#### Data extracts:
# # # # #
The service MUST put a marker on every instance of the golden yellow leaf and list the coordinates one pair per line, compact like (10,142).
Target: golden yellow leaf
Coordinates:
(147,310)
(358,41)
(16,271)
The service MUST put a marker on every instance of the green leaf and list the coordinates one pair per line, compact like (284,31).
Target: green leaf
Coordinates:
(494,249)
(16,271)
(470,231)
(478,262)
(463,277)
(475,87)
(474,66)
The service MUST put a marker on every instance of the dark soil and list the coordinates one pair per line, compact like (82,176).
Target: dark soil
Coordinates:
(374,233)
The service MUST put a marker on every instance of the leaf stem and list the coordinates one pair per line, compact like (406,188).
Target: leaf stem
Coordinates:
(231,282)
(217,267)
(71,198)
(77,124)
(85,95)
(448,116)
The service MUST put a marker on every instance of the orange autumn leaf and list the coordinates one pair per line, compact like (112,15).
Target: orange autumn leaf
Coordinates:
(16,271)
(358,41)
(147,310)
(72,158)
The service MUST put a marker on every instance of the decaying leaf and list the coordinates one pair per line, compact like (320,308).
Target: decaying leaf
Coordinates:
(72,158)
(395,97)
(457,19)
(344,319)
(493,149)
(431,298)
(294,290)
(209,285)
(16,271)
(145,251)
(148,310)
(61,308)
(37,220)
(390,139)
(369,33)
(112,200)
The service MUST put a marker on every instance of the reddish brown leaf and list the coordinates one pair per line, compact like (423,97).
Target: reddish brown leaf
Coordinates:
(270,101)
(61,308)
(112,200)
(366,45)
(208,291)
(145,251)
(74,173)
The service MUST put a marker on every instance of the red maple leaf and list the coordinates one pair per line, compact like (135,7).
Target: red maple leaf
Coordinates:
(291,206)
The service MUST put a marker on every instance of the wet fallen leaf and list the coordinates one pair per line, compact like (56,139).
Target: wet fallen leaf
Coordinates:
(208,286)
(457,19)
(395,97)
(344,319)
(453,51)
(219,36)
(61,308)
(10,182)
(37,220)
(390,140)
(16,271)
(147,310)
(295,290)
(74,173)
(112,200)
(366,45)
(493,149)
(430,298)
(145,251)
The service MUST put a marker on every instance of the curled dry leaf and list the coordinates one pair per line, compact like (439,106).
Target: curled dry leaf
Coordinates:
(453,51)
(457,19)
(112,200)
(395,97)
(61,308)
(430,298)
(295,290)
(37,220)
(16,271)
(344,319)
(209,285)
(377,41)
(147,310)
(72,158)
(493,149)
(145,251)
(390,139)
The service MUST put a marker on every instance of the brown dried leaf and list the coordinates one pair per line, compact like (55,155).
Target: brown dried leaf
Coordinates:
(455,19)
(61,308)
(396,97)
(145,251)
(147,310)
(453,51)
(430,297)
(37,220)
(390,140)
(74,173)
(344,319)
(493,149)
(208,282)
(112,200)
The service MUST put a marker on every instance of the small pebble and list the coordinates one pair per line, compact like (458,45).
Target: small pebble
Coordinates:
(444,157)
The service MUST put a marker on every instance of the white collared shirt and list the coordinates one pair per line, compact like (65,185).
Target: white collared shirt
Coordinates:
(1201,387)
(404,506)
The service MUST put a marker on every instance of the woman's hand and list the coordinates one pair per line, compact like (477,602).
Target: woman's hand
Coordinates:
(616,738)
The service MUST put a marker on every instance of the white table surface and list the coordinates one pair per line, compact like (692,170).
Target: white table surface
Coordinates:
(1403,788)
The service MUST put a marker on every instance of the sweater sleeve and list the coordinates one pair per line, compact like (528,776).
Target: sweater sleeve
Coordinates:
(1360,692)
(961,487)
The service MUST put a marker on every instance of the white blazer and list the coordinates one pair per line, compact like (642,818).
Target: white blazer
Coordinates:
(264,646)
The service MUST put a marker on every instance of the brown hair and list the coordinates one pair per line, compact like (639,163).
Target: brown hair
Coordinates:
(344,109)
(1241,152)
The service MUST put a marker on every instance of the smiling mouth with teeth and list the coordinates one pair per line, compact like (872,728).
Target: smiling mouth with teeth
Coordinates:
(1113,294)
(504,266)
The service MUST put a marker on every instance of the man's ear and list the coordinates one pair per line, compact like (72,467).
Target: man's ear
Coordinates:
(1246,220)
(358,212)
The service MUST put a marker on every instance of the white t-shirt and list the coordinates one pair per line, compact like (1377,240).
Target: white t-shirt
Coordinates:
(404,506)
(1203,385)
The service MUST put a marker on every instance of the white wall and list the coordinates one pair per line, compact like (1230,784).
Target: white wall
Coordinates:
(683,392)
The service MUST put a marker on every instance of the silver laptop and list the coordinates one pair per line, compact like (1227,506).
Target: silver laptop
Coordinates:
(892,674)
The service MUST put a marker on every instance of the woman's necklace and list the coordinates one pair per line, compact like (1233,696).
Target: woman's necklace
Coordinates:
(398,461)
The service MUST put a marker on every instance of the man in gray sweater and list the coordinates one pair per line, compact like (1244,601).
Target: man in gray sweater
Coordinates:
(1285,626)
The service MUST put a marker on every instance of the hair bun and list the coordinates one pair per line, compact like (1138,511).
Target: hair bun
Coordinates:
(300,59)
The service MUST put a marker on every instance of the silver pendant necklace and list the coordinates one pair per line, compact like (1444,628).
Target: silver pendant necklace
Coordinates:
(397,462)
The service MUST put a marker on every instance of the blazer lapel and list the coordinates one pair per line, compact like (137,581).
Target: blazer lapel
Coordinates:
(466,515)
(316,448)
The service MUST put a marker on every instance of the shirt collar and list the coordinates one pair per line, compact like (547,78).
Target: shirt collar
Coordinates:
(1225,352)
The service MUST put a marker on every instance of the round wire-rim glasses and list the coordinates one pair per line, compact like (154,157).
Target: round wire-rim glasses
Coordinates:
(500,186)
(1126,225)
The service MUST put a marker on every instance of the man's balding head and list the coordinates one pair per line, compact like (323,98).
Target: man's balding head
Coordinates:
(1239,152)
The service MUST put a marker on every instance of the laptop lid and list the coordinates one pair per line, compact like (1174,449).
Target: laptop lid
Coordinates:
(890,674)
# # # # #
#### Action item:
Word for word, copy the listing above in its entirety.

#### Solution:
The service MUST put a marker on every instance of the golden yellow leaf and list the coordinates one pair per line, compact like (10,142).
Target: golden yellow leaf
Coordinates:
(147,310)
(358,41)
(16,271)
The service MUST put a marker on every instance of the green leaf and list the coordinates one pair per line, compact like (284,31).
Target: green leaf
Coordinates:
(494,249)
(16,271)
(470,231)
(478,262)
(463,277)
(475,87)
(474,66)
The service MUST put a marker on every instance of the dark soil and list the coordinates one pair per line, compact like (82,176).
Target: dark soil
Coordinates:
(374,233)
The service MUST put a marker on every instance of the leaf stem and list the coordinates one pair per line, compact like (406,188).
Target: leaf stem
Coordinates:
(231,282)
(217,267)
(71,198)
(77,124)
(85,95)
(448,116)
The service MUST put a marker on every instance of the orange autumn leaf and list the coordinates one pair per line, compact like (112,15).
Target: orange autumn leaf
Coordinates:
(16,271)
(358,41)
(147,310)
(72,158)
The service MUST put a marker on every instance of the decaying leaf and list the coordinates one pair per line, compact like (320,308).
Target: decaying leaf
Coordinates:
(72,158)
(395,97)
(457,19)
(344,319)
(493,149)
(431,298)
(294,290)
(209,285)
(16,271)
(145,251)
(148,310)
(61,308)
(37,220)
(390,139)
(369,33)
(112,200)
The service MUST put a marker on every instance of the reddish brown leaf and list the coordinates one pair per line, compact like (423,97).
Target: reddish brown leaf
Coordinates:
(270,101)
(61,308)
(112,200)
(366,45)
(208,291)
(145,251)
(74,173)
The service MUST put a marker on every instance of the red maple leaf and list the coordinates one pair per line, compact like (135,7).
Target: red maple leaf
Coordinates:
(291,206)
The service MUST put a marker on every instance of the wet fallen leaf and list the coordinates one pair per line, compact like (56,139).
Target: wet fallen leaf
Coordinates:
(208,286)
(457,19)
(395,97)
(344,319)
(453,51)
(219,36)
(61,308)
(10,182)
(37,220)
(390,140)
(16,271)
(147,310)
(295,290)
(74,173)
(112,200)
(366,45)
(493,149)
(430,298)
(145,251)
The service MUST put a marker on every instance of the curled dry leaf and list the coordinates one pair per line, compact like (439,106).
Target: curled dry leaf
Coordinates:
(453,51)
(457,19)
(112,200)
(395,97)
(61,308)
(430,298)
(295,290)
(37,220)
(16,271)
(344,319)
(209,285)
(377,41)
(147,310)
(72,158)
(493,149)
(145,251)
(390,139)
The service MUST put a marker on every instance of the brown dried leaf and list the coordinates one pair per line, compact like (55,155).
Target: brown dried leaf
Coordinates:
(455,19)
(61,308)
(396,97)
(145,251)
(147,310)
(453,51)
(430,297)
(37,220)
(390,140)
(74,173)
(344,319)
(493,149)
(208,282)
(112,200)
The service MUST put a marker on every instance of the small pebble and list the coordinates one pair per line, compact like (458,45).
Target: small pebble
Coordinates:
(444,157)
The service MUST put a marker on every instance of the white collared shirt and list the coordinates one pair per line, compact like (65,185).
Target: white collared shirt
Coordinates:
(1201,387)
(404,506)
The service MUST put a marker on every instance of the woman's hand and list the coordinates one pair per line, compact like (477,602).
Target: woman's hand
Coordinates:
(616,738)
The service MUST put a marker on every instance of the white table surface and list the coordinates one pair per line, compact like (692,170).
Target: white table surface
Coordinates:
(1403,788)
The service MUST put a marker on every instance of the sweater sleeve and list the coordinates one pair per line, compact like (528,776).
Target: sweater sleeve
Coordinates:
(1360,692)
(961,487)
The service MUST put a marker on every instance of the white blazer and list the coordinates one pair per line, compact like (642,818).
Target: white blazer
Coordinates:
(264,646)
The service MUST put a marker on every instance of the brown hair and list the coordinates one pair per line, compact like (639,163).
Target: brown hair
Coordinates:
(344,109)
(1241,152)
The service MUST put a marker on every instance of the smiling mouth with teeth and list the coordinates one pair per line, compact like (872,728).
Target: smiling mouth with teeth
Coordinates:
(1113,294)
(504,266)
The service MUST put a marker on every instance of the man's ear and list the coordinates one pair per line, compact like (72,467).
Target: man's ear
Coordinates:
(1246,220)
(358,212)
The service MUST put a marker on every instance of the white t-shirt and list the coordinates one pair per line, compact like (1377,240).
Target: white t-shirt
Coordinates:
(404,506)
(1203,385)
The service MUST put a marker on every instance of the white wall and list the coordinates one pair per line, compact like (1230,784).
Target: white wall
Coordinates:
(683,392)
The service MUST put a marker on every instance of the silver laptop and list the coordinates one pair per line, compact like (1227,506).
Target: silver laptop
Coordinates:
(892,674)
The service MUST put a marker on every instance of the woman's necklace and list the coordinates one pair per line, compact like (1233,696).
Target: woman's necklace
Coordinates:
(398,461)
The service MUST put a marker on every instance of the man in gray sweater and list the coordinates one pair per line, compact like (1244,601).
Target: man in gray sweater
Coordinates:
(1285,626)
The service MUST put a marker on every instance of the hair bun and list the coordinates one pair per line, compact like (1138,511).
Target: hair bun
Coordinates:
(300,59)
The service MUST put a marker on every instance of the silver pendant necklace and list the coordinates one pair per line, compact like (1444,628).
Target: silver pendant necklace
Coordinates:
(397,462)
The service MUST put a marker on every instance of the blazer lapel and list the coordinates one pair per line, compact like (137,581).
Target: blazer lapel
Coordinates:
(466,515)
(316,448)
The service MUST put a marker on every instance of the shirt collar and list the coordinates one pair per line, compact like (547,78).
Target: shirt collar
Coordinates:
(1225,352)
The service MUST put a marker on every instance of the round wire-rim glasses and list the coordinates one pair per line, compact like (154,157).
Target: round wire-rim glasses
Coordinates:
(500,186)
(1126,225)
The service MUST put a marker on every instance of the man's balding head and list the coordinates one pair per line, compact like (323,98).
Target: man's balding head
Coordinates:
(1239,152)
The service MUST put a marker on every instance of the laptop lid and list the coordinates one pair per line, compact like (1174,449).
Target: laptop lid
Coordinates:
(890,674)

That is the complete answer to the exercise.